Aim of the task: Convert the data below into a two-column CSV with the header row request,answer and one row per request. Put its text in request and its answer in answer. Place each value in its own quoted field with line breaks replaced by spaces.

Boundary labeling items
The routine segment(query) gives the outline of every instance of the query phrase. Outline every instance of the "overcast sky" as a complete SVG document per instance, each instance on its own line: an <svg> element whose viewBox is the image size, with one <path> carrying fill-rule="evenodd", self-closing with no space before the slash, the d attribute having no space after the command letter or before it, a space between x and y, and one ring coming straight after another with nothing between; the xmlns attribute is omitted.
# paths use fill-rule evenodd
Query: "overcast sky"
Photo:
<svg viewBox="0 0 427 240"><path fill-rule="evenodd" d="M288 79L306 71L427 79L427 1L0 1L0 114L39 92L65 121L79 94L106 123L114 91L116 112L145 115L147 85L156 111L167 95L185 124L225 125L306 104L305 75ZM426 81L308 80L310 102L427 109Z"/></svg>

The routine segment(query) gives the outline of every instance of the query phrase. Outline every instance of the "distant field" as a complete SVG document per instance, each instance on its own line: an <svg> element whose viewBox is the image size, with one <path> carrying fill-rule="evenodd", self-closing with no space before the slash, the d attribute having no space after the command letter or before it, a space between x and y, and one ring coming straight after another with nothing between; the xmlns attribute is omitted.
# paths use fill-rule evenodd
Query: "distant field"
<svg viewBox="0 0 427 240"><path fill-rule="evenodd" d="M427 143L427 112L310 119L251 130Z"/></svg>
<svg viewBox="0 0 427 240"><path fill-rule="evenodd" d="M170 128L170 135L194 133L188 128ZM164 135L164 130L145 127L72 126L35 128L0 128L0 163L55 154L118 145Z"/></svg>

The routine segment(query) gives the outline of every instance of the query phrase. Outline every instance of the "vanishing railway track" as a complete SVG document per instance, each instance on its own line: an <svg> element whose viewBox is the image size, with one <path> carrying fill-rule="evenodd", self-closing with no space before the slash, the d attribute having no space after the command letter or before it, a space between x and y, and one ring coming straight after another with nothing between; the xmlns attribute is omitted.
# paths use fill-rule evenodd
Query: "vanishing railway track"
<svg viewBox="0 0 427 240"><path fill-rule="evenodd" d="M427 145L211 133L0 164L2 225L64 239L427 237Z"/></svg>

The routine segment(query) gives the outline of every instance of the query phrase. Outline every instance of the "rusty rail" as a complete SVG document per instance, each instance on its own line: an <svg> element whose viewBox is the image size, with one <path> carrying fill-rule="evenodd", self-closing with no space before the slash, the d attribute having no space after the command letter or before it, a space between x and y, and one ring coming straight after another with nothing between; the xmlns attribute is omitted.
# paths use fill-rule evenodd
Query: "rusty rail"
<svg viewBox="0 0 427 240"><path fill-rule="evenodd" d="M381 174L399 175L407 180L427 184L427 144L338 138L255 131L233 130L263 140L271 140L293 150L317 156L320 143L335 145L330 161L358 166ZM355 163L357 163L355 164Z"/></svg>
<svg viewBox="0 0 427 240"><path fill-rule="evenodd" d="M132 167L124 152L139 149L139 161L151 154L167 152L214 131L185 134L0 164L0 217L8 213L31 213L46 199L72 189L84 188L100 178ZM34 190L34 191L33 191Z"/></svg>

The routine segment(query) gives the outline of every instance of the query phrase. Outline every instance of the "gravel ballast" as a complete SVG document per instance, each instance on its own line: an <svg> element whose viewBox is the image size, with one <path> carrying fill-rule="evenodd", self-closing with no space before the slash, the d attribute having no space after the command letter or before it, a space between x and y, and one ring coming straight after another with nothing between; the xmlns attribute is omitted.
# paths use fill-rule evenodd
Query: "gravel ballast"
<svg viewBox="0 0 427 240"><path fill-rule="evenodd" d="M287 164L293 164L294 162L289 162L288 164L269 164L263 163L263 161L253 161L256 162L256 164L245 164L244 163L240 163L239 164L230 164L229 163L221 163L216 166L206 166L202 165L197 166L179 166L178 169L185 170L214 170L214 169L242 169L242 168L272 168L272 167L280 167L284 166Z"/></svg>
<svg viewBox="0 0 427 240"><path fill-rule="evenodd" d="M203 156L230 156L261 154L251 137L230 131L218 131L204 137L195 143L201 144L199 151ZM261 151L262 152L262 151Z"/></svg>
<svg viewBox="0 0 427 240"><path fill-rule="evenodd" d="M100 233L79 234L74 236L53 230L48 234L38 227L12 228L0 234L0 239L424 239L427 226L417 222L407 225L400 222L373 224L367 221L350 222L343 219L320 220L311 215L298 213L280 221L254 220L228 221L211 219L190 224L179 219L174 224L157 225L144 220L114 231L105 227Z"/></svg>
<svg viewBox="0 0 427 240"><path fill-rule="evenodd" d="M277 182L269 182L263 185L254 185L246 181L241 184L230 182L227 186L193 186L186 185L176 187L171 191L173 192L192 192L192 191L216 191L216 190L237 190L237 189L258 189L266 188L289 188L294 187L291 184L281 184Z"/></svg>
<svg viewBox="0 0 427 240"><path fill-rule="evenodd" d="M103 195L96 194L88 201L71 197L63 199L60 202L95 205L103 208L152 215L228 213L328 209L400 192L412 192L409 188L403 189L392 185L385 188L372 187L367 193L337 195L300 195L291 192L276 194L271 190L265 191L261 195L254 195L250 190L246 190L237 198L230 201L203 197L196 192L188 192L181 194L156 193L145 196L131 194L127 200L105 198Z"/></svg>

Completed task:
request,answer
"The routine segment(query) gives the outline of every instance of the query phrase. Outline every instance of the ""overcast sky"" as a complete SVG document per instance, each instance on its own line: an <svg> element whose viewBox is the image size, with one <path> carrying fill-rule=""evenodd"", self-closing with no space before the slash, the d attribute having no space after the command letter or before it, a space between x and y, and one ring coming straight after another with nothing between; the xmlns attribute is omitted. # paths use fill-rule evenodd Query: ""overcast sky"" Photo:","<svg viewBox=""0 0 427 240""><path fill-rule=""evenodd"" d=""M288 79L306 71L427 79L427 1L0 1L0 114L39 92L65 121L79 94L106 123L114 91L116 112L145 115L147 85L156 111L167 95L185 124L225 125L306 104L305 75ZM426 81L308 80L310 102L427 109Z""/></svg>"
"The routine segment(query) gives the outline of every instance of the query phrase. Outline every instance of the ""distant field"" as a complete SVG document per instance, each instance on its own line: an <svg> element whose viewBox is the image size, with one <path> carrying fill-rule=""evenodd"", self-closing with no space before the slash, the d attribute having no space after the command letter or before it, a space between x and y, and one ring coming straight after another with nothing between; the xmlns attribute is omitted. # paths use fill-rule evenodd Query: ""distant field""","<svg viewBox=""0 0 427 240""><path fill-rule=""evenodd"" d=""M427 143L427 112L310 119L251 130Z""/></svg> <svg viewBox=""0 0 427 240""><path fill-rule=""evenodd"" d=""M170 128L170 135L194 133L188 128ZM164 135L164 130L145 127L72 126L35 128L0 128L0 163L55 154L118 145Z""/></svg>"
"The routine segment(query) gives the outline of every instance of the query phrase. Outline every instance of the ""vanishing railway track"" as a complete SVG document per instance, each instance on its own line: an <svg> element whose viewBox is the image size, with one <path> carrying fill-rule=""evenodd"", self-closing with no space before the slash, the d attribute having no space after the command letter or before it, a space between x and y, and one ring coming straight after another with nothing between; the xmlns attribute is omitted. # paths use fill-rule evenodd Query: ""vanishing railway track""","<svg viewBox=""0 0 427 240""><path fill-rule=""evenodd"" d=""M427 145L211 133L0 164L2 225L64 239L427 237Z""/></svg>"
"The routine segment(query) gives the outline of every instance of the query phrase. Outline every instance of the ""rusty rail"" as a complete SVG document per instance, each instance on its own line: an <svg> element whose viewBox is the image size, with one <path> carrying fill-rule=""evenodd"", self-closing with no space before the slash, the d attribute having no space after the command letter or before it, a space between x and y, and one ring coming straight after another with nothing between; the xmlns attribute is omitted. # paths use fill-rule evenodd Query: ""rusty rail""","<svg viewBox=""0 0 427 240""><path fill-rule=""evenodd"" d=""M381 174L399 175L407 180L427 184L427 144L338 138L255 131L233 130L263 140L271 140L293 150L317 156L320 143L335 145L330 161L358 166ZM355 163L357 163L355 164Z""/></svg> <svg viewBox=""0 0 427 240""><path fill-rule=""evenodd"" d=""M132 167L124 152L139 149L139 161L151 154L167 152L214 131L185 134L0 164L0 217L8 213L31 213L46 199L72 189L84 188L100 178ZM34 190L34 191L33 191Z""/></svg>"
"The routine segment(query) gives the outline of every instance of the query phrase. Outline every instance of the ""gravel ballast"" as a complete SVG document per instance, each instance on its own line: an <svg> element whose viewBox is the image size, with one <path> carrying fill-rule=""evenodd"", self-closing with no space before the slash, the d attribute having no space after the command letter or before it, a space between x and y, and one ring coming straight after another with nothing between; the xmlns attribute is omitted. # paths use fill-rule evenodd Query: ""gravel ballast""","<svg viewBox=""0 0 427 240""><path fill-rule=""evenodd"" d=""M287 164L293 164L294 162L289 162L288 164L269 164L263 163L263 161L253 161L256 162L256 164L245 164L244 163L240 163L239 164L230 164L229 163L221 163L216 166L206 166L202 165L197 166L179 166L178 169L185 170L214 170L214 169L242 169L242 168L272 168L272 167L280 167L284 166Z""/></svg> <svg viewBox=""0 0 427 240""><path fill-rule=""evenodd"" d=""M203 156L230 156L261 154L251 137L230 131L218 131L204 137L195 143L201 144L199 151ZM261 151L262 152L262 151Z""/></svg> <svg viewBox=""0 0 427 240""><path fill-rule=""evenodd"" d=""M100 233L79 234L74 236L53 230L48 234L38 227L12 228L0 234L0 239L424 239L427 226L417 222L407 225L400 222L373 224L367 221L350 222L343 219L320 220L311 215L298 213L280 221L254 220L228 221L211 219L190 224L179 219L174 224L157 225L144 220L114 231L105 227Z""/></svg> <svg viewBox=""0 0 427 240""><path fill-rule=""evenodd"" d=""M277 182L269 182L263 185L254 185L246 181L241 184L230 182L227 186L193 186L186 185L176 187L171 191L173 192L192 192L192 191L216 191L216 190L237 190L237 189L258 189L266 188L289 188L294 187L291 184L281 184Z""/></svg> <svg viewBox=""0 0 427 240""><path fill-rule=""evenodd"" d=""M103 195L96 194L88 201L71 197L63 199L60 202L95 205L103 208L152 215L228 213L328 209L400 192L412 192L409 188L403 189L392 185L385 188L372 187L367 193L337 195L300 195L291 192L276 194L271 190L265 191L261 195L254 195L250 190L246 190L237 198L230 201L203 197L196 192L188 192L181 194L156 193L145 196L131 194L127 200L105 198Z""/></svg>"